- INSTRUCTION 1: List every occupation given for Holter Graham in the Holter Graham biography below.
- INSTRUCTION 2: Extend the Holter Graham biography below past its final sentence.

- SELECTED PASSAGE:
───

- Born: Holter Ford Graham February 11, 1972 (age 54) Baltimore, Maryland, U.S.
- Occupations: Actor, voice actor, film producer, voice-over narrator, film editor
- Years active: 1985–present
- Spouse: Neela Vaswani
- Website: www.holtergraham.com

= Holter Graham =

American actor

Holter Ford Graham (born February 11, 1972) is an American actor and voice actor and the son of historian Hugh Davis Graham. He appeared in his first film, Stephen King’s Maximum Overdrive, at age thirteen. He is best known for his film work in John Waters’ original Hairspray; the Oscar-nominated Fly Away Home; Six Ways to Sunday; Spin the Bottle; and Offspring, as well as his television work on Damages, Rescue Me, Law & Order, Army Wives, and New York Undercover. From 2008–2010, Graham was the co-host of Planet Green’s series Wasted. Since 2000, Graham has been the voice of HBO, and has narrated more than 150 audio books, winning dozens of awards for his work.

───

- RECORD EXCERPTS:
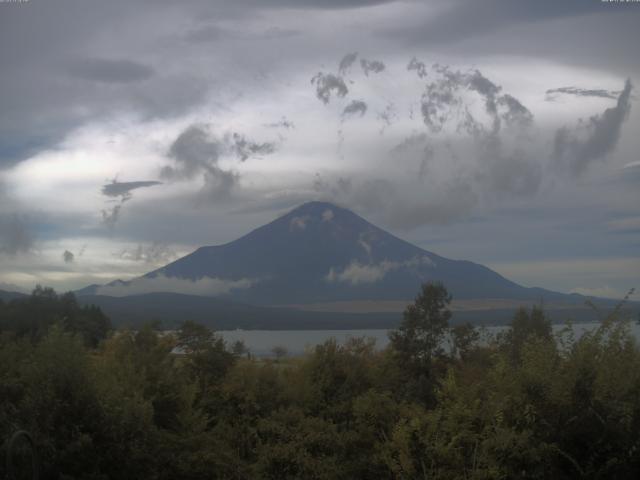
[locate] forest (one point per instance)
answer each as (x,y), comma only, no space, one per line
(106,403)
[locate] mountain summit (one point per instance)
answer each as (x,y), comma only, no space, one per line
(320,252)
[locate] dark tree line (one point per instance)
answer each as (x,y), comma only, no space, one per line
(149,404)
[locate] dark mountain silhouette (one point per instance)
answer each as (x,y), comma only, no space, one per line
(320,252)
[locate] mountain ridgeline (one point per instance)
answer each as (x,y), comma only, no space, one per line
(320,252)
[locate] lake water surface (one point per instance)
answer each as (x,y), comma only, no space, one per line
(261,342)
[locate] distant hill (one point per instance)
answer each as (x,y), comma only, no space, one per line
(172,308)
(320,252)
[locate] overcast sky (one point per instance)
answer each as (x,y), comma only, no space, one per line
(502,131)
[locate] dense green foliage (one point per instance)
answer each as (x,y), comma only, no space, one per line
(153,405)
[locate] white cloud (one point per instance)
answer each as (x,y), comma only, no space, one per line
(205,286)
(327,215)
(357,273)
(603,292)
(299,223)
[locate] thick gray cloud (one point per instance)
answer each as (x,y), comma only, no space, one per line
(244,148)
(356,107)
(194,151)
(328,84)
(15,235)
(593,140)
(374,66)
(68,256)
(110,70)
(468,18)
(346,62)
(581,92)
(124,189)
(110,216)
(156,253)
(419,67)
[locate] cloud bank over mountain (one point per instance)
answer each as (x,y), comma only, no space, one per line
(467,127)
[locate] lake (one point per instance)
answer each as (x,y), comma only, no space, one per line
(261,342)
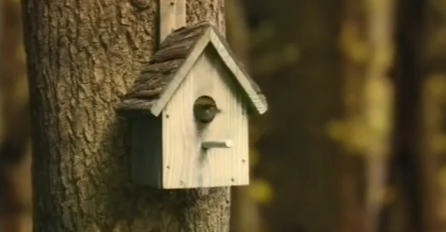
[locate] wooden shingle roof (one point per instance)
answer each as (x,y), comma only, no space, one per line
(170,64)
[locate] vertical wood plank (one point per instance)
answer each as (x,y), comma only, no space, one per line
(190,166)
(172,16)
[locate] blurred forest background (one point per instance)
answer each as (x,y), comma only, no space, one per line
(354,141)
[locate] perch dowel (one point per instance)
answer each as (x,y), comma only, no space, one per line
(217,144)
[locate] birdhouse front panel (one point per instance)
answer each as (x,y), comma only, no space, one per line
(188,112)
(205,129)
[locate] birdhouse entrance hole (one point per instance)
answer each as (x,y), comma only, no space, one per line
(205,109)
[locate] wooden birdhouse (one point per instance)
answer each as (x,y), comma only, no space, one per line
(188,113)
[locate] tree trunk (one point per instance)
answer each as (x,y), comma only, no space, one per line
(367,45)
(244,211)
(15,149)
(81,59)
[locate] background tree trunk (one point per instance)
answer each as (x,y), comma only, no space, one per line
(81,58)
(367,48)
(244,209)
(15,149)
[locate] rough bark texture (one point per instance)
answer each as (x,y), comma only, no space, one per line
(15,152)
(82,56)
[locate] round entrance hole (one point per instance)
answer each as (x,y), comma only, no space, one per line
(205,109)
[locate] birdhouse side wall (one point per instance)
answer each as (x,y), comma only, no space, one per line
(185,163)
(147,151)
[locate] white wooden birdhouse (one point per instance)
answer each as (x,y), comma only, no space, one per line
(188,113)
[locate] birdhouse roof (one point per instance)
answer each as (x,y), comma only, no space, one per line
(171,63)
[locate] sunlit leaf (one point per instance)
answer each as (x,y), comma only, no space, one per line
(261,191)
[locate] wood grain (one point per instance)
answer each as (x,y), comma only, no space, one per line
(186,164)
(173,61)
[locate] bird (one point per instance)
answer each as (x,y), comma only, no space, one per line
(205,109)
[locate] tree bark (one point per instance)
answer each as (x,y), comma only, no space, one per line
(245,210)
(367,46)
(81,58)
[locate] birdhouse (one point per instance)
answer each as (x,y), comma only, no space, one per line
(188,113)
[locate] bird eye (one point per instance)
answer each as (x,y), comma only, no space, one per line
(205,109)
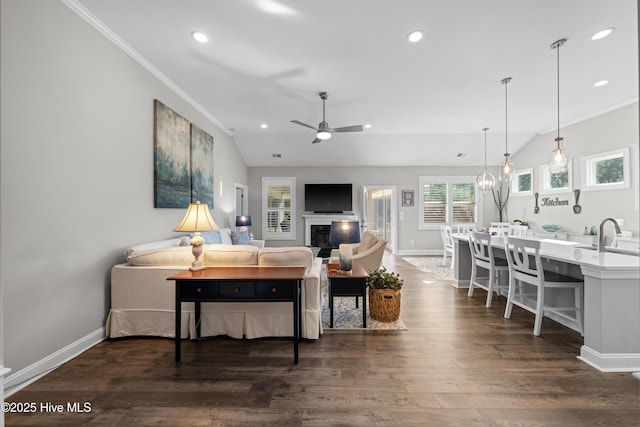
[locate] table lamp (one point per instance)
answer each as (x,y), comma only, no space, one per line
(197,219)
(243,221)
(344,234)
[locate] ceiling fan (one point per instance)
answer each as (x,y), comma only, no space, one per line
(323,129)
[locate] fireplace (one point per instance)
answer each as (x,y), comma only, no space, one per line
(320,239)
(317,231)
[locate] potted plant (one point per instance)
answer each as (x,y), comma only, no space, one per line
(384,295)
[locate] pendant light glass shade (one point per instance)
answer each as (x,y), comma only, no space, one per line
(485,181)
(506,173)
(559,158)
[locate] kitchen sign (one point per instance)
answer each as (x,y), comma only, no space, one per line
(547,201)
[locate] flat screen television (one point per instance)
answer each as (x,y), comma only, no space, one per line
(328,198)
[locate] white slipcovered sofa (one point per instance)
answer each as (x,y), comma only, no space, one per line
(143,300)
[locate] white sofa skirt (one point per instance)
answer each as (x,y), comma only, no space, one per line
(143,300)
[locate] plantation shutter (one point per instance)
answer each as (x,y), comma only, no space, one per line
(279,211)
(464,203)
(435,203)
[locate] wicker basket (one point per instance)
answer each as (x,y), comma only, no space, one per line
(384,304)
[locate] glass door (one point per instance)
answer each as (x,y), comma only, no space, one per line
(379,212)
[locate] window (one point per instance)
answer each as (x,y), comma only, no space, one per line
(522,184)
(447,200)
(278,208)
(560,182)
(606,171)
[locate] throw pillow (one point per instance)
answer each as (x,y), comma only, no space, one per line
(240,237)
(211,237)
(368,240)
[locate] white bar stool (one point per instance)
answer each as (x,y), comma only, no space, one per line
(482,256)
(525,266)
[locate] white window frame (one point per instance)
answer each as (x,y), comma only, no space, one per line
(280,235)
(514,184)
(545,180)
(588,170)
(449,180)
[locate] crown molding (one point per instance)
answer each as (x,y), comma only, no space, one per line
(81,11)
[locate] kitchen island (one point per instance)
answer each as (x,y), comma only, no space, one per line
(611,298)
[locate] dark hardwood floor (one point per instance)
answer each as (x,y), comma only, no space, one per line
(459,364)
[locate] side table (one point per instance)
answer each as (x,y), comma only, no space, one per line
(348,284)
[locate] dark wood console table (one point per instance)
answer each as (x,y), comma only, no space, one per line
(239,284)
(348,284)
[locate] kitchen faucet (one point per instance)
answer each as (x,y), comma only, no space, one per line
(601,236)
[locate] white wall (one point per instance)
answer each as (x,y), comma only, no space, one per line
(77,174)
(613,130)
(406,178)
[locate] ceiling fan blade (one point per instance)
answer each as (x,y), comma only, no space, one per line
(355,128)
(304,124)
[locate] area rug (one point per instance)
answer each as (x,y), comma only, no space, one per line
(433,266)
(347,316)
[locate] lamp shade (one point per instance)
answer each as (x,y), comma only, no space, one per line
(197,218)
(344,232)
(243,220)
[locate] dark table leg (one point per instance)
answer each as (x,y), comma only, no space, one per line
(178,313)
(330,304)
(297,321)
(364,304)
(198,316)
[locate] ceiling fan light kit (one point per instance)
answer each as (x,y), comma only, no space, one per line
(324,131)
(485,181)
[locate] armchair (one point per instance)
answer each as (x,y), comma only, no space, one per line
(369,253)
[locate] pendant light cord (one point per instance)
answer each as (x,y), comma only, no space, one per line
(485,148)
(506,141)
(558,79)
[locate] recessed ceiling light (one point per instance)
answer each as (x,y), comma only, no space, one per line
(200,37)
(415,36)
(602,34)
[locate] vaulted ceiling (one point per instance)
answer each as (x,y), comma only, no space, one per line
(426,102)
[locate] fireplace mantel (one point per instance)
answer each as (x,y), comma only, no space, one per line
(322,219)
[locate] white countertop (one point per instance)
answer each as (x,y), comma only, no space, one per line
(607,263)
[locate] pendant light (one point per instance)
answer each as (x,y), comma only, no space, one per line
(559,156)
(485,181)
(506,169)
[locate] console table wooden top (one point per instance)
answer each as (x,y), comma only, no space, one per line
(243,273)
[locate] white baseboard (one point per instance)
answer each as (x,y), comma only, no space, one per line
(423,252)
(24,377)
(610,362)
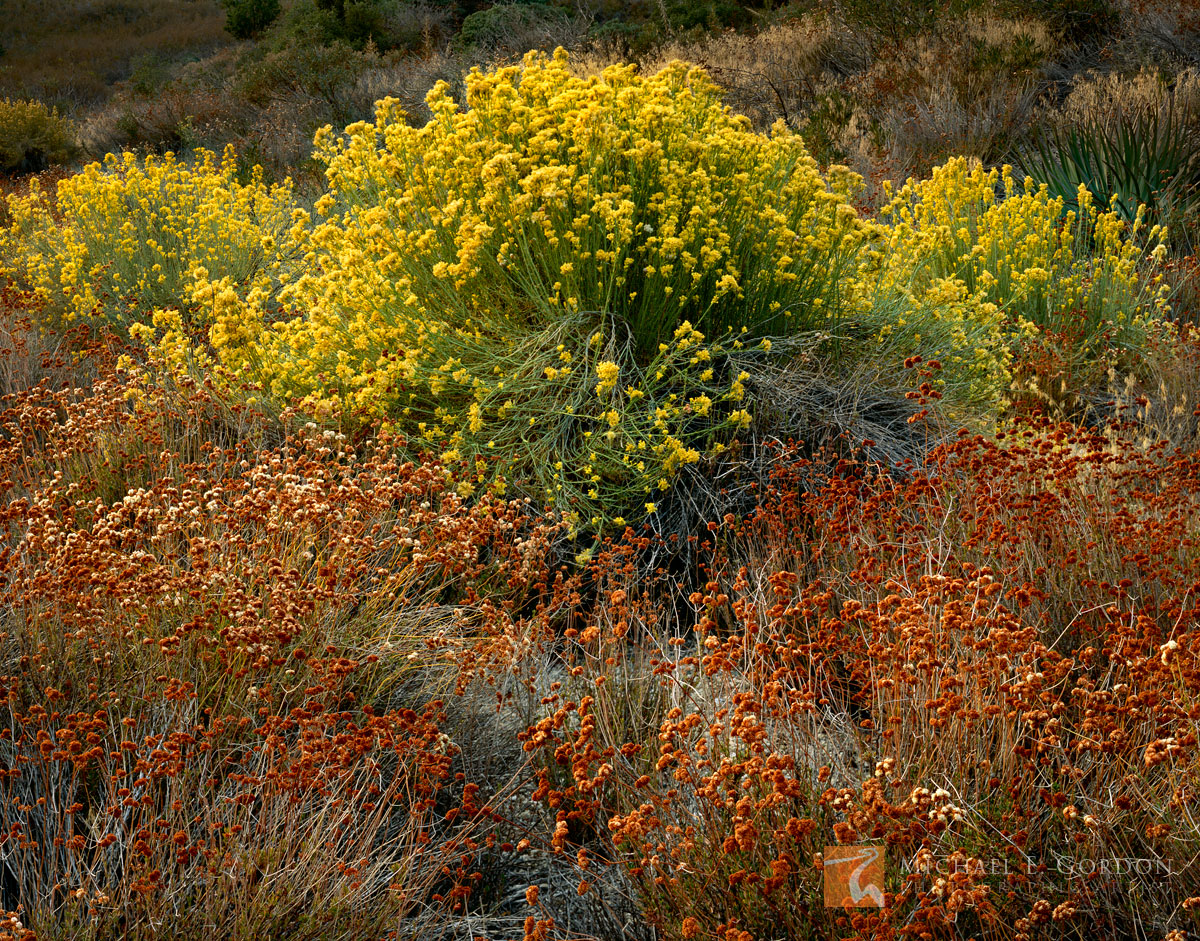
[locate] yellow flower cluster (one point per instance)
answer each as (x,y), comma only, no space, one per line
(996,245)
(568,279)
(547,196)
(127,237)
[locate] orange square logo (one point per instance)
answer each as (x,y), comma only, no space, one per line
(853,876)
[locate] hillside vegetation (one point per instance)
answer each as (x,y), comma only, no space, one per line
(565,497)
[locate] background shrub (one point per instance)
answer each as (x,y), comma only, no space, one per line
(120,243)
(33,137)
(247,18)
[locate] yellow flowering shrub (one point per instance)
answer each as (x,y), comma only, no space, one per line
(1085,276)
(569,281)
(126,238)
(559,279)
(550,195)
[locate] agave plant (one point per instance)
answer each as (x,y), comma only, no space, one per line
(1150,159)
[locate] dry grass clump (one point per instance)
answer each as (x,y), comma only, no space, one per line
(989,669)
(225,651)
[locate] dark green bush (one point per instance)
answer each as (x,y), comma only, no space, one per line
(514,28)
(247,18)
(1151,159)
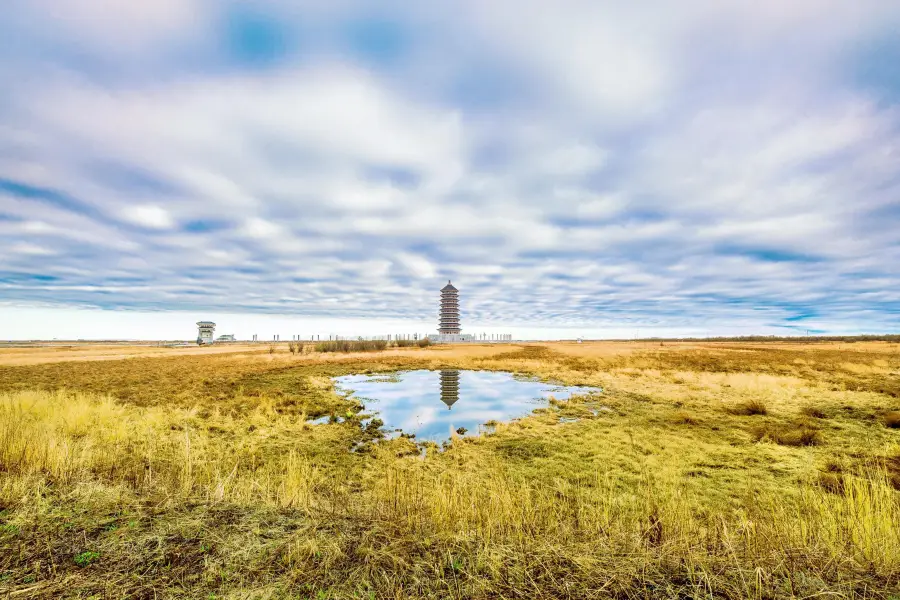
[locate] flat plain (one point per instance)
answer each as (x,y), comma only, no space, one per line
(727,470)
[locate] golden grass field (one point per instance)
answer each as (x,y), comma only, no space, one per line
(719,470)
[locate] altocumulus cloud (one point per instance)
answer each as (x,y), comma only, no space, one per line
(719,167)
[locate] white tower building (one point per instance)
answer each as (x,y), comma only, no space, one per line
(205,332)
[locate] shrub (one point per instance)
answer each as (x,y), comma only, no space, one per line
(892,419)
(749,407)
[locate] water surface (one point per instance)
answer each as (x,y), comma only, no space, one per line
(432,404)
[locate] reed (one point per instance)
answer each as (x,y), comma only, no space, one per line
(231,492)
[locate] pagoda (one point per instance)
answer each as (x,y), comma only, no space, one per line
(449,387)
(449,321)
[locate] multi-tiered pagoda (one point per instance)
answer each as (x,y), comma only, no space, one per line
(449,324)
(449,387)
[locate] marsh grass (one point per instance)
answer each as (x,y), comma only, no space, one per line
(892,419)
(236,495)
(749,407)
(813,412)
(351,346)
(796,434)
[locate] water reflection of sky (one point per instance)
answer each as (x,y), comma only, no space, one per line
(431,404)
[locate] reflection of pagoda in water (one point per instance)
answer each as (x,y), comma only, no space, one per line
(449,387)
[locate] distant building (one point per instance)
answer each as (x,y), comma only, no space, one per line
(205,332)
(449,317)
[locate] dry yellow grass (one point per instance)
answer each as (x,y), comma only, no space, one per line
(200,477)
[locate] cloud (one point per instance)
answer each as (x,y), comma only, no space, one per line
(573,165)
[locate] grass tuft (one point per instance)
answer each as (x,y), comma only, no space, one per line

───

- EXPECTED ANSWER 1: Actor, voice actor, film producer, voice-over narrator, film editor

- EXPECTED ANSWER 2:
Graham has a Bachelor of Arts from Skidmore College and Master of Fine Arts in Creative Writing from Vermont College, and is a certified auto and motorcycle mechanic. He is a serving officer in the performer’s and broadcaster’s union SAG-AFTRA, over the years holding positions of Local and National Board Member, National Vice President, Local Vice President and Local President for New York. He was a member of the G1, the bi-union group that designed the AFTRA and SAG merger of 2012.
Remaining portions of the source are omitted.